### Your task
Starting at the beginning of the material and stopping after the line that contains "[[231, 264], [394, 165]]", rewrite those lines as a Markdown table with a Number column for the row number and a Text column for the line, skipping any blank lines. Leave the pictures out of the table.

### Records supplied
==============================
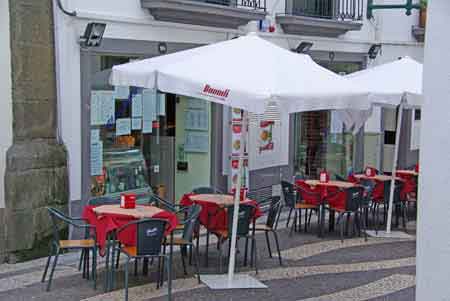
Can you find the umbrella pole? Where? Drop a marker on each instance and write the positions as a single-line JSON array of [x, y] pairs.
[[231, 264], [394, 165]]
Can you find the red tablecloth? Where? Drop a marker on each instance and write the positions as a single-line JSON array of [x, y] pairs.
[[217, 213], [335, 199], [409, 185], [106, 223]]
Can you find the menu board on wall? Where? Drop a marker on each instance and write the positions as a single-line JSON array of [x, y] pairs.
[[196, 142], [269, 143], [236, 141], [102, 107]]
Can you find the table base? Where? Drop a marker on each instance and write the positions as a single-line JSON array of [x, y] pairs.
[[220, 282]]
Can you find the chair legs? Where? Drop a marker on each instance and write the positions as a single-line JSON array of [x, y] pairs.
[[268, 243], [48, 263], [289, 217], [197, 265], [55, 261], [278, 246]]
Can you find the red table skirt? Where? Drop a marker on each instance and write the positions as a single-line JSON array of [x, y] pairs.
[[409, 185], [335, 200], [106, 223], [217, 215]]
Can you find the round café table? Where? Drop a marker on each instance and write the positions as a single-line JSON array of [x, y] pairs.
[[407, 172], [108, 218], [214, 211], [214, 214], [324, 187]]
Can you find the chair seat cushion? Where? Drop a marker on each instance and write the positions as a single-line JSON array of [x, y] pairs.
[[221, 233], [82, 243], [178, 241], [305, 206], [130, 251], [261, 227]]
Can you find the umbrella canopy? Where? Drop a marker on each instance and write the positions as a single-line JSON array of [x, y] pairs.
[[388, 83], [247, 72]]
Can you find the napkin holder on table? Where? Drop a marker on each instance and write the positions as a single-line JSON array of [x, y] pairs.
[[128, 200]]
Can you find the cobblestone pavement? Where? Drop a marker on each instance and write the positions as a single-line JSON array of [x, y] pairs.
[[313, 269]]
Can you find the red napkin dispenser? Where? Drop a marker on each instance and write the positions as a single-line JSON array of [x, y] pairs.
[[324, 177], [128, 200], [370, 172], [242, 195]]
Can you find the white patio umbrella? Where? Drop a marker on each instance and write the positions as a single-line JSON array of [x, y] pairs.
[[248, 73], [398, 83]]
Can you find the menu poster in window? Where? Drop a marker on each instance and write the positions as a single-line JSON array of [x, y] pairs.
[[136, 105], [161, 104], [95, 135], [196, 120], [196, 142], [147, 126], [149, 104], [123, 126], [121, 92], [136, 123], [97, 158], [196, 104], [102, 107], [268, 143]]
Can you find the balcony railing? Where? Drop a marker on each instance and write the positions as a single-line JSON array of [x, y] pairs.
[[350, 10], [255, 4]]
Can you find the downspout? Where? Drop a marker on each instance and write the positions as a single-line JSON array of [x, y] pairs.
[[71, 14]]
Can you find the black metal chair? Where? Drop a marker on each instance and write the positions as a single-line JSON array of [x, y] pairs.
[[271, 225], [398, 204], [103, 200], [206, 190], [290, 198], [339, 178], [354, 199], [190, 224], [58, 244], [245, 218], [150, 234], [366, 203], [299, 194]]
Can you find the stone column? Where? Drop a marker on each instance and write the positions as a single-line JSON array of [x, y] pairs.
[[433, 231], [36, 172]]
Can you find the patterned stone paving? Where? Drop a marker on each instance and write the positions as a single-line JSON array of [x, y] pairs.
[[314, 269]]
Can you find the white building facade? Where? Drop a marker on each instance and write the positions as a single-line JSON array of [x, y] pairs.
[[144, 28]]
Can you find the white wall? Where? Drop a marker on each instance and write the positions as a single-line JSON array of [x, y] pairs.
[[433, 231], [5, 94], [127, 20]]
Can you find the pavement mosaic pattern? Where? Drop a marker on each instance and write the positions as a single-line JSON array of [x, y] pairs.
[[313, 269]]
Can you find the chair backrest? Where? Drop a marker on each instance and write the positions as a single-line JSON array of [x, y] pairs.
[[191, 222], [274, 214], [397, 189], [354, 198], [104, 200], [339, 178], [289, 193], [368, 186], [57, 217], [306, 194], [206, 190], [261, 194], [161, 203], [245, 217], [149, 236]]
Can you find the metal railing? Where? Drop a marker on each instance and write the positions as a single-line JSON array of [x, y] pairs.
[[351, 10], [255, 4]]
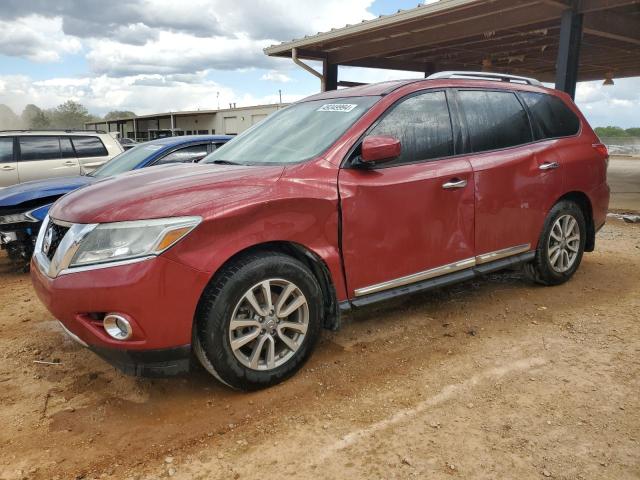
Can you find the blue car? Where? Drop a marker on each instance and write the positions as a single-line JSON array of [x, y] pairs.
[[24, 206]]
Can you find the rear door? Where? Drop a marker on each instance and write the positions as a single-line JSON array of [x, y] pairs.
[[90, 151], [42, 157], [412, 218], [8, 164], [513, 186]]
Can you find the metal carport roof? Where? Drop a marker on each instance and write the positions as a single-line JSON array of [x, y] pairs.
[[524, 37]]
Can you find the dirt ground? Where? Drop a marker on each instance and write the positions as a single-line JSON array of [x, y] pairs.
[[495, 378]]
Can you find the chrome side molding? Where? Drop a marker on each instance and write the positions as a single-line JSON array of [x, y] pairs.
[[505, 252], [443, 270], [417, 277]]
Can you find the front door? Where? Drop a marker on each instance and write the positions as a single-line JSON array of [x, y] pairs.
[[414, 214], [8, 164]]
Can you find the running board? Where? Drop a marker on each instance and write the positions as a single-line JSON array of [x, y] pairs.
[[481, 268]]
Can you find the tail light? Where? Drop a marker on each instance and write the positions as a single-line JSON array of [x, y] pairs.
[[601, 148]]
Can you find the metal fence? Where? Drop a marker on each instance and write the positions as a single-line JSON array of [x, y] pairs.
[[628, 146]]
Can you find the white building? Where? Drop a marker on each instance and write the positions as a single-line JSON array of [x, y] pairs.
[[199, 122]]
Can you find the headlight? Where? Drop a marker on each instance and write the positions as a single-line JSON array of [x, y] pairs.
[[111, 242], [17, 218]]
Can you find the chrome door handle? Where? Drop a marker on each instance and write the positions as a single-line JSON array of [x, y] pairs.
[[454, 184], [549, 165]]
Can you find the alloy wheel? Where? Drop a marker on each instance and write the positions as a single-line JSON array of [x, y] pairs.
[[269, 324], [564, 243]]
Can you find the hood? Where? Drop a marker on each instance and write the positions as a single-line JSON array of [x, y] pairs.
[[52, 187], [164, 191]]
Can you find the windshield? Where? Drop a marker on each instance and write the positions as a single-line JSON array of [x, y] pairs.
[[294, 134], [126, 161]]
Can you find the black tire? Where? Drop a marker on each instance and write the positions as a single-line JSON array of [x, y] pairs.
[[212, 344], [541, 270]]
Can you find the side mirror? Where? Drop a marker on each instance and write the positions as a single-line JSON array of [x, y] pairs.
[[380, 149]]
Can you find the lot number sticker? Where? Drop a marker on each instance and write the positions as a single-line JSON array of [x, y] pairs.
[[337, 107]]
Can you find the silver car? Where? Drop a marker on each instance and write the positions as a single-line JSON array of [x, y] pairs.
[[27, 155]]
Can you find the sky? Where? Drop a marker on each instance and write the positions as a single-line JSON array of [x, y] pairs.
[[152, 56]]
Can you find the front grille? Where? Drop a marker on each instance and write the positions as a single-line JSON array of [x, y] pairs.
[[54, 235]]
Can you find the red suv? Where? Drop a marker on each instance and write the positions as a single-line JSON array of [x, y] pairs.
[[343, 199]]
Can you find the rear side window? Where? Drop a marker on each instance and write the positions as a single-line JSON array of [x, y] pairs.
[[494, 119], [184, 155], [66, 149], [423, 126], [551, 117], [39, 148], [6, 149], [89, 147]]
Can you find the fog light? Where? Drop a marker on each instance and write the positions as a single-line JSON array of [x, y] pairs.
[[117, 326]]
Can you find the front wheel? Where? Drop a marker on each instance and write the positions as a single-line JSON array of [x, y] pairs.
[[561, 245], [259, 321]]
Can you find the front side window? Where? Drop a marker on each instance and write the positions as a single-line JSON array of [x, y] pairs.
[[552, 118], [39, 148], [89, 147], [6, 149], [184, 155], [294, 134], [494, 119], [423, 126]]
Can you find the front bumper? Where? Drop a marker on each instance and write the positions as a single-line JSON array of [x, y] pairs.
[[158, 296]]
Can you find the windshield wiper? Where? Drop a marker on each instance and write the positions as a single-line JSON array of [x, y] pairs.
[[224, 162]]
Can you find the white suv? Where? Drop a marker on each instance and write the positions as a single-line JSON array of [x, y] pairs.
[[34, 155]]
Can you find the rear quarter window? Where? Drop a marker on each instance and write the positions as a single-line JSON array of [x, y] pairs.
[[89, 147], [551, 117], [39, 148], [6, 149]]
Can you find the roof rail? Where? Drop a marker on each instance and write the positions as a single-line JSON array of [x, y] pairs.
[[65, 130], [486, 76]]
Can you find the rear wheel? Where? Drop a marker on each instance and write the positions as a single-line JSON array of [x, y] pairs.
[[259, 322], [561, 245]]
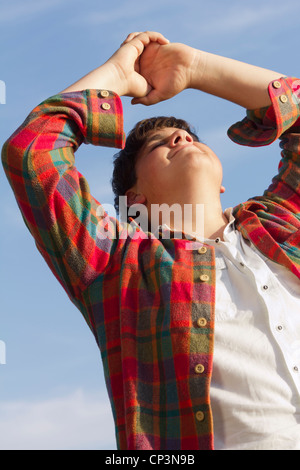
==============================
### Written response
| Number | Text |
|---|---|
| 1 | Can you find the umbrella pole? Where? Drop a marker on each instance and write the positions as a single-line JSON array of [x, y] pairs. |
| 2 | [[231, 264], [394, 165]] |